▶ **Aim of the exercise**: Reproduce the records below exactly as they appear.

▶ **Data in this exercise**:
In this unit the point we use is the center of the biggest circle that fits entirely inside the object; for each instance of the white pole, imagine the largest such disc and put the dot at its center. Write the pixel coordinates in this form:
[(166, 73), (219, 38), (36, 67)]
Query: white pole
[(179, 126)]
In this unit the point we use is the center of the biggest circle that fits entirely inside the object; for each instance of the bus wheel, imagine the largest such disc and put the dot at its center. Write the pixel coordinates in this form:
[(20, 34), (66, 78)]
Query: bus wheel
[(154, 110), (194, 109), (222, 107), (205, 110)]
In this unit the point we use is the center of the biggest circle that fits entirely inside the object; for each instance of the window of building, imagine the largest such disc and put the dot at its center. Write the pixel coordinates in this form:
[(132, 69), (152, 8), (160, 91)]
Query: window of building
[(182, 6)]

▶ **Response below**:
In this unit the point we use is the center of the biggest circle that fits entirely inside the object; for each instance of the white pole, imagine the largest such disc and put the dot at its center. Write the pixel coordinates in this form:
[(166, 73), (219, 38), (36, 67)]
Query: white pole
[(179, 126)]
In this unit the point we use is the center of the biggest circle that fits entirely inside the object; for each instance of the bus wheel, imagine the largest such disc and put the dot at its center. Write the pixel coordinates in this form:
[(20, 34), (66, 78)]
Query: bus wheel
[(154, 110), (194, 109), (222, 107), (205, 110)]
In this unit the point we use is the center of the biggest circle that fits entirely inside the object; for each instance of the window of building, imagine the largest such disc and put the dot at its center. Write the pixel coordinates in this form:
[(132, 69), (152, 8), (160, 91)]
Query: window of building
[(182, 6)]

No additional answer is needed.